Collection entries
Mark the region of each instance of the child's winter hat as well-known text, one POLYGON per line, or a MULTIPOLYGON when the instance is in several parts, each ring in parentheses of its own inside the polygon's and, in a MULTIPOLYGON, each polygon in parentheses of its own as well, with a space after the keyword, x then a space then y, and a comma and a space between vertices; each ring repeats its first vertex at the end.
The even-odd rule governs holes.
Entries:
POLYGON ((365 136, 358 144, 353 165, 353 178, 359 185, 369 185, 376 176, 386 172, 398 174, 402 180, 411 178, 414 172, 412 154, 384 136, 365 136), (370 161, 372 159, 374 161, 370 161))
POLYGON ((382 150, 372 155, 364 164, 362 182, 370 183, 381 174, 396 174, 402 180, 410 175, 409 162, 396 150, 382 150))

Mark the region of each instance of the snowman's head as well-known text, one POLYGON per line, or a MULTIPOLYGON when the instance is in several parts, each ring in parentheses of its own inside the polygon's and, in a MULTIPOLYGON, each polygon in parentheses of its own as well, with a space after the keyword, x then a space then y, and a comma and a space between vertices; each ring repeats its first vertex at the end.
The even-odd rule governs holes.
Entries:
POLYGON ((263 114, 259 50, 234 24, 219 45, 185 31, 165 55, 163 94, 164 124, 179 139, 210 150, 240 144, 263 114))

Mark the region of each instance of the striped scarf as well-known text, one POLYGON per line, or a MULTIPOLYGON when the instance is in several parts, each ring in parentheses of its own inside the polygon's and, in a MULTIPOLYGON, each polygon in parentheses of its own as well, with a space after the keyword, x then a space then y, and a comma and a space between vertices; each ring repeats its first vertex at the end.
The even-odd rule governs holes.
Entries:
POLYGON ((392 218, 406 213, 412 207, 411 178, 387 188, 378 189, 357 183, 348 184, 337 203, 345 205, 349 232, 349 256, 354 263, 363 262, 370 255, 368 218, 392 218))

### DIRECTIVE
Rewrite all of the items above, changing every "Mark the region" to "Trace the outline" and leaving the rest untouched.

### OUTPUT FOR THIS TASK
Trace the outline of each instance of the child's winter hat as well-known text, one POLYGON per line, or a MULTIPOLYGON when the instance is in several parts, each ring in parentheses of its own inside the polygon's and, in a MULTIPOLYGON, each polygon in parentheses of its own as well, with a space after the keyword, x then a space then y, and a comma and a space between vertices; each ring repeats its first vertex at the end.
The even-odd rule governs holes.
Entries:
POLYGON ((365 136, 358 144, 353 165, 353 178, 359 185, 369 185, 376 176, 386 172, 398 174, 402 180, 411 178, 414 172, 412 154, 384 136, 365 136), (370 161, 372 159, 374 161, 370 161))
POLYGON ((382 150, 372 155, 364 164, 362 182, 370 183, 381 174, 396 174, 402 180, 410 175, 409 162, 396 150, 382 150))

Trace the outline of each instance of the snowman's head as well-known text, one POLYGON per line, or a MULTIPOLYGON when the instance is in several parts, each ring in parentheses of its own inside the polygon's and, in a MULTIPOLYGON, each polygon in parentheses of its own as well, with a space after the keyword, x then a space then y, and a comma and a space between vertices; each ring repeats its first vertex at the end.
The even-odd rule governs holes.
Entries:
POLYGON ((263 114, 259 50, 234 24, 219 45, 185 31, 165 55, 163 94, 164 124, 179 139, 210 150, 240 144, 263 114))

Trace the outline of each instance of the striped scarf as well-known text, one POLYGON per line, or a MULTIPOLYGON when the instance is in several parts, each ring in parentheses of its own inside the polygon's and, in a MULTIPOLYGON, each polygon in parentheses of its own as well, with a space after the keyword, x then a space then y, and a comma and a space between vertices; each ring repeats its first vertex at the end.
The even-odd rule governs holes.
Entries:
POLYGON ((392 218, 406 213, 412 207, 411 178, 387 188, 378 189, 357 183, 348 184, 337 203, 345 205, 349 232, 349 256, 354 263, 363 262, 370 255, 368 218, 392 218))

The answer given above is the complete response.